#### [INPUT RECORDS]

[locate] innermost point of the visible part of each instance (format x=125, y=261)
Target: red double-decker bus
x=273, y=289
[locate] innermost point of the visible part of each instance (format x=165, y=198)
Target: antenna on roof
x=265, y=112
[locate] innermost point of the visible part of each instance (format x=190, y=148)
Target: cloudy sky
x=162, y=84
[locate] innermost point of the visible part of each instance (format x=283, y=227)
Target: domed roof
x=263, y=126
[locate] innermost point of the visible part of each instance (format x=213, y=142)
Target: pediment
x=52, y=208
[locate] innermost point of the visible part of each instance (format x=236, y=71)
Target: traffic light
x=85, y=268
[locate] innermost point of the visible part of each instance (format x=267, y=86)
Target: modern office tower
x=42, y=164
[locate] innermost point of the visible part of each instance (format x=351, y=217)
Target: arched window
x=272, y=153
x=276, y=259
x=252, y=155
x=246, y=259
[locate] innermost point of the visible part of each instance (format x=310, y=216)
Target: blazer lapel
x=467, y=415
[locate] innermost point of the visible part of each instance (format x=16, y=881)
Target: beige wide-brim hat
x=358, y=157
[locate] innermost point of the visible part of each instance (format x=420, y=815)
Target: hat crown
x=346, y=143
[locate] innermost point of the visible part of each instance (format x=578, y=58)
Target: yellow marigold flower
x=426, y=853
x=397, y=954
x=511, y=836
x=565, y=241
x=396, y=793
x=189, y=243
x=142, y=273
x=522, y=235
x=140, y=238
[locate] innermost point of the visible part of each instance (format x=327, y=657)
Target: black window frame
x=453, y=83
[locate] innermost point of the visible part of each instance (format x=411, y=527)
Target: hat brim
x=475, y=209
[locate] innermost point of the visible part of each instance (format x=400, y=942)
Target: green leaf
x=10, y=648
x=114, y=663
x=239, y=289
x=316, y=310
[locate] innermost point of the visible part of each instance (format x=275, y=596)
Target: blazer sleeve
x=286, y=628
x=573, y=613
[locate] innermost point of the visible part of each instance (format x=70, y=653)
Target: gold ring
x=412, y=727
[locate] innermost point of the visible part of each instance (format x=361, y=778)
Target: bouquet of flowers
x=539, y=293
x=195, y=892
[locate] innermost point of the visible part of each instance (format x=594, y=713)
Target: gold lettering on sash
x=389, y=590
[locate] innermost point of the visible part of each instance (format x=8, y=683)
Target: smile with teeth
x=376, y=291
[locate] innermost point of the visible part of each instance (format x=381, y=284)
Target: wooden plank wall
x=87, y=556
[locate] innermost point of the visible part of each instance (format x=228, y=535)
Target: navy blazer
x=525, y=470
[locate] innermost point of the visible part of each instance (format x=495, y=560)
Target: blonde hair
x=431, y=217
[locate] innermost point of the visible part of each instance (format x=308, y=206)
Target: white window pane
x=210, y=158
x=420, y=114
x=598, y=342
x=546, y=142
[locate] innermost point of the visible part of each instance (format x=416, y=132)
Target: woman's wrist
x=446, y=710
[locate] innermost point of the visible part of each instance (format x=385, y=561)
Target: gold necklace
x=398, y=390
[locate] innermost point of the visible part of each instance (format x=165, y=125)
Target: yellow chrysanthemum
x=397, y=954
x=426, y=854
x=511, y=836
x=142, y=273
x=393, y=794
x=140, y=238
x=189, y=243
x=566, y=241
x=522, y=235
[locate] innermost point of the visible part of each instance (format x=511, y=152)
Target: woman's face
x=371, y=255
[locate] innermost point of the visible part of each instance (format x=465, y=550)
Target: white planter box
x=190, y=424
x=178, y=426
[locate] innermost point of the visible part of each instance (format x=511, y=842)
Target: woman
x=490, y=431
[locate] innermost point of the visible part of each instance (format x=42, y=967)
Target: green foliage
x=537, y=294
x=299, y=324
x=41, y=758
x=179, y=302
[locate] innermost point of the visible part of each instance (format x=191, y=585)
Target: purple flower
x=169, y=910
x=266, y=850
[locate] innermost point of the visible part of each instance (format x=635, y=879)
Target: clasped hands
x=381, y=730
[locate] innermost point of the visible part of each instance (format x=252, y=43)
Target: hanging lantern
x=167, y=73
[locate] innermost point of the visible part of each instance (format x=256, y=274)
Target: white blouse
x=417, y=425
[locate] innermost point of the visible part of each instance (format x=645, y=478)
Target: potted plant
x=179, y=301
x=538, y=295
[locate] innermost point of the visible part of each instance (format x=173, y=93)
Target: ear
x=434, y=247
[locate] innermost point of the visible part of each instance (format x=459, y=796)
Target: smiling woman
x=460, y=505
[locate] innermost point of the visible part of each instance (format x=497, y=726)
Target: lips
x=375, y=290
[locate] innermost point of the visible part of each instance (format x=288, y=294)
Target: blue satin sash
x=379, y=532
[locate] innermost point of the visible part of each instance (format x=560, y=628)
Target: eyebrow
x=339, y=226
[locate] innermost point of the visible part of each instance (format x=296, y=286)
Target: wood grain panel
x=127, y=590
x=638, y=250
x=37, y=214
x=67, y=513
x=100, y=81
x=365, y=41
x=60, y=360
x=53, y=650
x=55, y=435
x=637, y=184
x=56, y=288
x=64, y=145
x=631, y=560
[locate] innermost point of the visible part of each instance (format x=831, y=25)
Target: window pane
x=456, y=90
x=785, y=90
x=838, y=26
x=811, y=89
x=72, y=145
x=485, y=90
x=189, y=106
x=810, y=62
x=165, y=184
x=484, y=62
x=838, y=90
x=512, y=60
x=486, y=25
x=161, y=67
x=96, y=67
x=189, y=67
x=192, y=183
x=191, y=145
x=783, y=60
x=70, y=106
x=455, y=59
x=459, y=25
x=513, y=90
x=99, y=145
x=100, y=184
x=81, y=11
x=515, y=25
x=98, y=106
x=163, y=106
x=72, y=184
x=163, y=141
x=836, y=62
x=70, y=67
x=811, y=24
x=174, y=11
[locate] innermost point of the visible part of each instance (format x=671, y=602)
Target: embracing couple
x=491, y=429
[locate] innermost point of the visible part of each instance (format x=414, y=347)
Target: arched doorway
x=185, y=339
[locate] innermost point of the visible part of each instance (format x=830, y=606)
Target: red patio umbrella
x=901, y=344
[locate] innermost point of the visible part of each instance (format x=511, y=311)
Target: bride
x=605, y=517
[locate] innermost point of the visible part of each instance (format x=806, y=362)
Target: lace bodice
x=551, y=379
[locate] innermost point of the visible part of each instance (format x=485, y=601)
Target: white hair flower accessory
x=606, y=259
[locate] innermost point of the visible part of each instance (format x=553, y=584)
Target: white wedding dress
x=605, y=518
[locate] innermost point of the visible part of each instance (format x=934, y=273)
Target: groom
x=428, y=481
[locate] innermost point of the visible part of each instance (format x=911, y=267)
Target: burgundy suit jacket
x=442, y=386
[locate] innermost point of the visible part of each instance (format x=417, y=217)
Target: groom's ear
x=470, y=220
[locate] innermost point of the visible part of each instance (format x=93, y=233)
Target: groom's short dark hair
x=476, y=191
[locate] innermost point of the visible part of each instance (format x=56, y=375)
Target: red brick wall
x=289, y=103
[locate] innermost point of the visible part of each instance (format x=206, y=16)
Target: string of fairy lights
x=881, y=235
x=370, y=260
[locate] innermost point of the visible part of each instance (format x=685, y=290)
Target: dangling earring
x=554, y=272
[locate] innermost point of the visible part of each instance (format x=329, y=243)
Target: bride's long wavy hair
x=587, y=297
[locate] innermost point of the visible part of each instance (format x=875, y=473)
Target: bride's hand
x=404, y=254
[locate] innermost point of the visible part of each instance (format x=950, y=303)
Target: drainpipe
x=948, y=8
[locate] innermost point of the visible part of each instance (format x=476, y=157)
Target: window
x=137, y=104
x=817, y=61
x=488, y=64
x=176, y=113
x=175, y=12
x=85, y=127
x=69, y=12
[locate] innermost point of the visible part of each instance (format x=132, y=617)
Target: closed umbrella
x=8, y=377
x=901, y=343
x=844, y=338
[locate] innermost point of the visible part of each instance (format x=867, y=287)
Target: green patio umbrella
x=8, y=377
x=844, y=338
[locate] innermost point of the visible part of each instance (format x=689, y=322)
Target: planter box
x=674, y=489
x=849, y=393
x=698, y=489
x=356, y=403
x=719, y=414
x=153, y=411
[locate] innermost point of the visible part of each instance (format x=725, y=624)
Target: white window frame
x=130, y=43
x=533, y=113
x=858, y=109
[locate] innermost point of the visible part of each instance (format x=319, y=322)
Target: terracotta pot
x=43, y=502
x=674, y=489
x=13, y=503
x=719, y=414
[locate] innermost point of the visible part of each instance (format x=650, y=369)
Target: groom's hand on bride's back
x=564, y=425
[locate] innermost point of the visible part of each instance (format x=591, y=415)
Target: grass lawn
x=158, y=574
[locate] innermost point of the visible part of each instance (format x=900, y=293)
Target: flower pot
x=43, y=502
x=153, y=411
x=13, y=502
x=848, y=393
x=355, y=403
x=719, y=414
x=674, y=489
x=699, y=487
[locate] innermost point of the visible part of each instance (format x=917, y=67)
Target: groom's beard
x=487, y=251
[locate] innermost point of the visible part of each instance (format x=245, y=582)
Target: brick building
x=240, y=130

#### [EXERCISE OBJECTIVE]
Output exactly one stretch of the listing: from the line containing "Target: embracing couple" through the line containing "(format x=511, y=311)", both end lines included.

#### [SOLVED EXERCISE]
Target: embracing couple
x=491, y=429
[locate] innermost point of the visible part of each instance (format x=414, y=347)
Target: arched doorway
x=185, y=339
[locate] innermost point of the visible part of each instance (format x=830, y=606)
Target: red patio umbrella
x=901, y=344
[locate] innermost point of the visible part of each instance (format x=511, y=311)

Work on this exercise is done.